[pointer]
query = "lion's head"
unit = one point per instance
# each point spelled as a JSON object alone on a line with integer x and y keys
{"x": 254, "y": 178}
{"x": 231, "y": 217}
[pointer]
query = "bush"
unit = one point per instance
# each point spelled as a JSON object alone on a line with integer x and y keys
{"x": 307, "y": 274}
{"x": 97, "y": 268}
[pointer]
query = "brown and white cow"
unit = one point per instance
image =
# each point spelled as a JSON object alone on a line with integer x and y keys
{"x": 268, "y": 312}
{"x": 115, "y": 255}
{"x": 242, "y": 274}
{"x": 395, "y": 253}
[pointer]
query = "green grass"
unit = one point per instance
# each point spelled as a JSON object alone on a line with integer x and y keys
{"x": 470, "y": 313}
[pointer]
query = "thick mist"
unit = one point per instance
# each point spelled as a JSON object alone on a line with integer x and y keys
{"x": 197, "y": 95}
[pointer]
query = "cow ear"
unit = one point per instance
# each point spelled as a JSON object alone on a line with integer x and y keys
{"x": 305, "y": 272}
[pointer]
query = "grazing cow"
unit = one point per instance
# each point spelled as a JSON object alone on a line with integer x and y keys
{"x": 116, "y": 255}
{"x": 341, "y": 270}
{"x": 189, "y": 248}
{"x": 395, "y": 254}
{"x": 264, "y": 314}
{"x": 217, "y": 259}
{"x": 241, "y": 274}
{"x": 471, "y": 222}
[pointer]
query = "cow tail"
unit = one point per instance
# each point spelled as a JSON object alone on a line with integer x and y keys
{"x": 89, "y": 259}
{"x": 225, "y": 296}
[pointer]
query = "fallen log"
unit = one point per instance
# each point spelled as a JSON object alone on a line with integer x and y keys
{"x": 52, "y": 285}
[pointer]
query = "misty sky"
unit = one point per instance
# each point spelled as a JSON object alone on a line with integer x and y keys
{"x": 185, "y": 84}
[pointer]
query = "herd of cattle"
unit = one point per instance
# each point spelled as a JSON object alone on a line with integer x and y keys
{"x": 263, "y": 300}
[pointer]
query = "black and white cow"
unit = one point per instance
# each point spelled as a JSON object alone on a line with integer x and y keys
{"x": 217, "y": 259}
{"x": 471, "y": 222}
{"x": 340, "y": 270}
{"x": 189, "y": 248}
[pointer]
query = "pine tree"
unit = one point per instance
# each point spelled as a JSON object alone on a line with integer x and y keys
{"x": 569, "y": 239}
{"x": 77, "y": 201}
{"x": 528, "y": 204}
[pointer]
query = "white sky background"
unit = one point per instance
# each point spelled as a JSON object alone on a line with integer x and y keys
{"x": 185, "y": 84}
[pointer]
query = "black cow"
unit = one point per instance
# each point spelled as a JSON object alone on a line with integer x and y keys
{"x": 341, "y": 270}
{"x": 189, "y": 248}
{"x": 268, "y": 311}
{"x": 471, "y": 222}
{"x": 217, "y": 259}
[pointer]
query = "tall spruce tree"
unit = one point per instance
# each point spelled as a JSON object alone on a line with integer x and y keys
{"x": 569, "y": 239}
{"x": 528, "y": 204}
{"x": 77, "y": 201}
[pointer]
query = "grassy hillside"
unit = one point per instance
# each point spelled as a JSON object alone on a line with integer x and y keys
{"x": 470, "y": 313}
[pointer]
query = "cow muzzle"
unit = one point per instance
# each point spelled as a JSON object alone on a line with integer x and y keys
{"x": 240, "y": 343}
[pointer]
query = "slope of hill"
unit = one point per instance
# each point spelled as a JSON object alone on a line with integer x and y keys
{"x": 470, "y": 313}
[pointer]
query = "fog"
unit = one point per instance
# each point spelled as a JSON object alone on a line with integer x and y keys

**WHAT IS NEEDED:** From the records above, extract every entry exactly as given.

**RESPONSE TO THE TASK:**
[pointer]
query = "lion's head"
unit = one point per instance
# each point spelled as a JSON object alone on a line with integer x and y keys
{"x": 254, "y": 178}
{"x": 231, "y": 217}
[pointer]
query = "bush"
unit = one point per instance
# each point spelled as a JSON object alone on a line with integer x and y keys
{"x": 307, "y": 274}
{"x": 97, "y": 268}
[pointer]
query = "brown and white cow"
unit = one point per instance
image =
# each point spelled as a JSON object alone on a line with integer x and y keys
{"x": 268, "y": 312}
{"x": 115, "y": 255}
{"x": 242, "y": 274}
{"x": 395, "y": 253}
[pointer]
query = "green grass"
unit = one point per instance
# each point spelled as a JSON object alone on a line with integer x and y keys
{"x": 470, "y": 313}
[pointer]
query = "thick mist"
unit = one point per instance
# each point spelled as a JSON object alone on a line with integer x and y keys
{"x": 197, "y": 95}
[pointer]
query = "cow ear"
unit = one point per instance
# each point spelled as a JSON object alone on a line with integer x and y keys
{"x": 305, "y": 272}
[pointer]
query = "grazing cow"
unit = one point per instance
# each point spelled as a JSON object alone on a line with integer x and y keys
{"x": 116, "y": 255}
{"x": 341, "y": 270}
{"x": 189, "y": 248}
{"x": 395, "y": 254}
{"x": 264, "y": 314}
{"x": 217, "y": 259}
{"x": 241, "y": 274}
{"x": 471, "y": 222}
[pointer]
query = "cow tail"
unit = one point per instance
# each point spelled as a JSON object alone on a line with integer x and y keys
{"x": 89, "y": 259}
{"x": 225, "y": 296}
[pointer]
query = "fallen log"
unit = one point per instance
# each point spelled as a JSON object alone on a line with integer x and y keys
{"x": 52, "y": 285}
[pointer]
query = "misty sky"
unit = one point per instance
# each point spelled as a JSON object alone on a line with integer x and y keys
{"x": 185, "y": 84}
[pointer]
query = "herd of cattle"
unit = one point per instance
# each point spelled as a JSON object alone on a line with integer x and y keys
{"x": 263, "y": 300}
[pointer]
query = "black and white cow"
unit = one point per instance
# each point spelled as a JSON object alone on a line with integer x and y keys
{"x": 217, "y": 259}
{"x": 471, "y": 222}
{"x": 340, "y": 270}
{"x": 189, "y": 248}
[pointer]
query = "pine tree"
unit = one point per instance
# each point spelled as a JSON object alone on a line with integer x and y keys
{"x": 569, "y": 239}
{"x": 77, "y": 201}
{"x": 528, "y": 204}
[pointer]
query = "white sky background"
unit = one point per instance
# each point spelled as a JSON object alone on a line with integer x and y keys
{"x": 185, "y": 84}
[pointer]
query = "black cow"
unit = one point per instance
# each point spelled as a JSON object alone on a line with integer x and y keys
{"x": 341, "y": 270}
{"x": 189, "y": 248}
{"x": 268, "y": 311}
{"x": 471, "y": 222}
{"x": 217, "y": 259}
[pointer]
query = "tall spruce tree"
unit = one point per instance
# each point spelled as a JSON object alone on a line with integer x and y keys
{"x": 569, "y": 239}
{"x": 528, "y": 204}
{"x": 77, "y": 201}
[pointer]
query = "grassy hillside"
unit = one point per instance
# each point spelled as a JSON object alone on a line with integer x and y keys
{"x": 470, "y": 313}
[pointer]
query = "cow muzzle"
unit = one point per instance
# each point spelled as a JSON object alone on a line with integer x and y keys
{"x": 240, "y": 343}
[pointer]
query = "slope of hill"
unit = one point per instance
# each point spelled as a JSON object alone on a line with integer x and y keys
{"x": 470, "y": 313}
[pointer]
query = "fog"
unit = one point per instance
# each point spelled as a JSON object alone on a line with integer x and y keys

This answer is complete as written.